Task prompt:
Within the records, find every line that includes the word "mint" and copy it.

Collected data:
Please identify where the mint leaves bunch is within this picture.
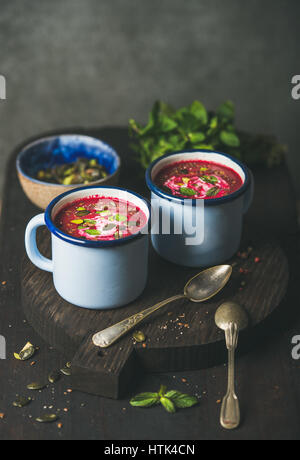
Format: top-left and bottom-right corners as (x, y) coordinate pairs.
(129, 100), (240, 169)
(130, 385), (198, 414)
(129, 100), (285, 169)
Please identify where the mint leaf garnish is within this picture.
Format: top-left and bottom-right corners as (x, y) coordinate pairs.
(85, 229), (101, 235)
(179, 187), (197, 196)
(160, 397), (176, 414)
(130, 386), (198, 413)
(130, 393), (160, 408)
(206, 186), (219, 197)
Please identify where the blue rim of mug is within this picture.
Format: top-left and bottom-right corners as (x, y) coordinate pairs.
(44, 185), (151, 248)
(145, 149), (251, 206)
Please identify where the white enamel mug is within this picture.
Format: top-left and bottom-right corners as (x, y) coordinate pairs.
(25, 186), (150, 309)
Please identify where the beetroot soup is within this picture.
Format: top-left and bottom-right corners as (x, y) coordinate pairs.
(54, 195), (148, 241)
(154, 160), (243, 199)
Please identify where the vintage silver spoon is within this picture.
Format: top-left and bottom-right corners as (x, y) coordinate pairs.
(93, 264), (232, 348)
(215, 302), (248, 430)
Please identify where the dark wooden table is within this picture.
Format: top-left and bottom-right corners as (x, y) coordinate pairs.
(1, 127), (300, 440)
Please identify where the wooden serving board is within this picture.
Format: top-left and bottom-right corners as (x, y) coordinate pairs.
(21, 227), (289, 399)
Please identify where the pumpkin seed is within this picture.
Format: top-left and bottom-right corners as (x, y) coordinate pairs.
(13, 396), (32, 408)
(133, 331), (146, 343)
(14, 342), (36, 361)
(76, 210), (90, 217)
(48, 370), (61, 384)
(36, 414), (58, 423)
(83, 219), (96, 225)
(19, 346), (35, 361)
(36, 158), (108, 185)
(71, 219), (84, 225)
(85, 229), (101, 236)
(27, 382), (46, 390)
(22, 342), (33, 351)
(60, 368), (71, 376)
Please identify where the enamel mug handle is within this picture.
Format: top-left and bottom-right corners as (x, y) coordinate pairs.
(25, 214), (53, 273)
(243, 169), (254, 214)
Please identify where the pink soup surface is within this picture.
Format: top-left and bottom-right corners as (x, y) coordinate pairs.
(154, 160), (243, 199)
(54, 195), (148, 241)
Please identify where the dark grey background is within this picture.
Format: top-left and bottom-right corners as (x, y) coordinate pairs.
(0, 0), (299, 194)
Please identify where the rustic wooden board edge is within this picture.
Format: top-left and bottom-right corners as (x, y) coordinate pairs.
(21, 238), (291, 399)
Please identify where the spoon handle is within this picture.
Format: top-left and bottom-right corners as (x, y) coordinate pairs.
(220, 322), (240, 430)
(92, 295), (184, 348)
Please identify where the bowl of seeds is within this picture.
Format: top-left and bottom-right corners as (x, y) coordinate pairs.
(16, 134), (121, 209)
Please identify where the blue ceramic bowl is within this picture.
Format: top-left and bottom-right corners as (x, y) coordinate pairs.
(16, 134), (121, 209)
(146, 149), (254, 267)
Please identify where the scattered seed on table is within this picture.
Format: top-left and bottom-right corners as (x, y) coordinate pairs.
(60, 368), (71, 376)
(27, 382), (46, 391)
(36, 414), (58, 423)
(48, 370), (61, 384)
(14, 342), (36, 361)
(132, 331), (146, 343)
(13, 396), (32, 408)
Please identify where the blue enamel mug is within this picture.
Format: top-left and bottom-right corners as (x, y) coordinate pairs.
(146, 150), (254, 268)
(25, 186), (150, 309)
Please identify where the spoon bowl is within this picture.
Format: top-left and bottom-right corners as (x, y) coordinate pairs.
(185, 265), (232, 302)
(215, 301), (249, 332)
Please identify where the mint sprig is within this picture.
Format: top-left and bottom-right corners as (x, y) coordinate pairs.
(130, 385), (198, 413)
(129, 99), (285, 169)
(129, 392), (160, 408)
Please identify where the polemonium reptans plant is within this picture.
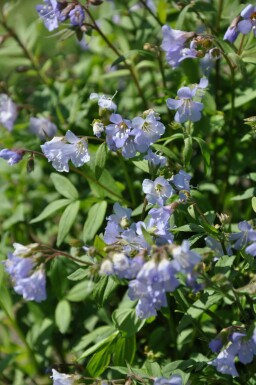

Solution for this problem:
Please identify where the mint leaves bunch is within this picture.
Please identify where the mint leaf garnish is within this picture.
Please identify where the mint sprig is within this picture.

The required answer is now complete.